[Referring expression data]
- - -

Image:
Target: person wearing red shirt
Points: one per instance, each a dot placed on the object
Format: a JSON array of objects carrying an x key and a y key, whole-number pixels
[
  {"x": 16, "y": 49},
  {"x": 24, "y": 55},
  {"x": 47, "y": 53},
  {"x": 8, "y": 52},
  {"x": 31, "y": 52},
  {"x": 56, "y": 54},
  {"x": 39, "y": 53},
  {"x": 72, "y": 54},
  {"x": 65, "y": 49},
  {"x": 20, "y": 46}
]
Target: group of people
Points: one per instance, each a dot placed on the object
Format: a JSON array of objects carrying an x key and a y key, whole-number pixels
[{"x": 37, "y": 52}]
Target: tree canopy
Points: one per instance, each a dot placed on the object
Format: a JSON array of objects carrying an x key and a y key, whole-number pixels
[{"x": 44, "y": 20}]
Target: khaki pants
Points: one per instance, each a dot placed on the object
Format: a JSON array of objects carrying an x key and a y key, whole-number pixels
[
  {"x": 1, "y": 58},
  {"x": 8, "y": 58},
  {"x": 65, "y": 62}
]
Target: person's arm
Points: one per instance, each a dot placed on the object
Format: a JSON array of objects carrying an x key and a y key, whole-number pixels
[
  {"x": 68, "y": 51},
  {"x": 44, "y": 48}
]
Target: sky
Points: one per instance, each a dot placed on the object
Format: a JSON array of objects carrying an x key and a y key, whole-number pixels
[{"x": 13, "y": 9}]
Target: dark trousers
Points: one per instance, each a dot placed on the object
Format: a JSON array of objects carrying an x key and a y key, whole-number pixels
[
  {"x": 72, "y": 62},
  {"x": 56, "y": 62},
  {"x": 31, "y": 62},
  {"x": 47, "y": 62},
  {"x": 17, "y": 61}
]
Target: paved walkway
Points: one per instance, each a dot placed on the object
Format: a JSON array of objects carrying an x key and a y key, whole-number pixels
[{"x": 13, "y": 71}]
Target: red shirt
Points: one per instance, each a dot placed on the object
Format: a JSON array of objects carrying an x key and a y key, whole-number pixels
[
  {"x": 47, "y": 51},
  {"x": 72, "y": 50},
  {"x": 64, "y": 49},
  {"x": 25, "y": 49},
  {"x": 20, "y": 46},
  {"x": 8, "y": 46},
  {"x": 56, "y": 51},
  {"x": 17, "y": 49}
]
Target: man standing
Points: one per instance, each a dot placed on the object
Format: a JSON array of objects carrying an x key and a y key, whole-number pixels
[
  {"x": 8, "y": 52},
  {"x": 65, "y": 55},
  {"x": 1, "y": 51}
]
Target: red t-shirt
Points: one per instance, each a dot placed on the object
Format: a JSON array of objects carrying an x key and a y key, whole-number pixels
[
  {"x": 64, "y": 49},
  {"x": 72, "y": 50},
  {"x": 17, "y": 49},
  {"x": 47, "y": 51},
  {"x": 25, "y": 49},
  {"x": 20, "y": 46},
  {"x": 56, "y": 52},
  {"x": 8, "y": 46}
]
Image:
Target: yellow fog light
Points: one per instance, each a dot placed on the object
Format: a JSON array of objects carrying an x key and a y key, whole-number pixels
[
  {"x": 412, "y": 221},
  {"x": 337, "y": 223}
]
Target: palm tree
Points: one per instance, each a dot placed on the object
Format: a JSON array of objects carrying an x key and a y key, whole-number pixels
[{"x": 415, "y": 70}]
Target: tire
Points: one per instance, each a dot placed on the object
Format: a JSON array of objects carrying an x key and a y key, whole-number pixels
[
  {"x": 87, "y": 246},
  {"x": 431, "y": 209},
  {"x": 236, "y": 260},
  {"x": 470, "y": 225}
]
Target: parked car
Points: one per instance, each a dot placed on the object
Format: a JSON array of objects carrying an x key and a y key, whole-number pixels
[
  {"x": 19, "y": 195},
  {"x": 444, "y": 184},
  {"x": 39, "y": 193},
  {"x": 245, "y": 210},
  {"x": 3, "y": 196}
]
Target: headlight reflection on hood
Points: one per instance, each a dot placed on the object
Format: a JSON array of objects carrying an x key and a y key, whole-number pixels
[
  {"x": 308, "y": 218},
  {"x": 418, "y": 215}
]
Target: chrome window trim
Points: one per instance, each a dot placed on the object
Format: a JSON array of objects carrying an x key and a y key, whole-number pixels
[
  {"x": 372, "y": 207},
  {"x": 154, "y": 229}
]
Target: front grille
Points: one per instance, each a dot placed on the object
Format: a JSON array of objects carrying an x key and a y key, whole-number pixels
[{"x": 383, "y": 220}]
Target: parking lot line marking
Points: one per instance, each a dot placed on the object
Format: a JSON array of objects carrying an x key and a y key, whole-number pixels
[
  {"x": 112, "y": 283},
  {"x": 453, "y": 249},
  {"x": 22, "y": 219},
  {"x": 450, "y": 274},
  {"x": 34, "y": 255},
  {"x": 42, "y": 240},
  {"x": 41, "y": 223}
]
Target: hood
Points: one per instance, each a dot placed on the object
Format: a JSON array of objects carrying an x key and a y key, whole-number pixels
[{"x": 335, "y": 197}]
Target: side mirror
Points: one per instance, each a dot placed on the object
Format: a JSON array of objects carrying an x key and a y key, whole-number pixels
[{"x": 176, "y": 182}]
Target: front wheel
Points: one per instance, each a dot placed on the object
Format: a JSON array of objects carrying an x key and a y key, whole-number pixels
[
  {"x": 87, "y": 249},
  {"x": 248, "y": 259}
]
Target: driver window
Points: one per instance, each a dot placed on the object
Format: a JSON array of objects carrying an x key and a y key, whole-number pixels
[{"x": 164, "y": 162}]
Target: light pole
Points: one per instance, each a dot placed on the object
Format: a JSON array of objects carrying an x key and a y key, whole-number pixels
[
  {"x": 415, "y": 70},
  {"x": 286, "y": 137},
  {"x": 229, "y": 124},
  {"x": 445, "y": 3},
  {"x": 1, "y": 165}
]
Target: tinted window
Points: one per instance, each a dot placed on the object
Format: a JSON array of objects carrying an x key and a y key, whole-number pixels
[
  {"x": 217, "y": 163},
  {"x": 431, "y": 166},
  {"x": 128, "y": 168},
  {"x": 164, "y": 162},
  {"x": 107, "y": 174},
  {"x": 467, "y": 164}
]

- - -

Assigned task |
What lines in the entries above hold "tree"? Copy every one.

Answer section |
Target: tree canopy
Target: palm tree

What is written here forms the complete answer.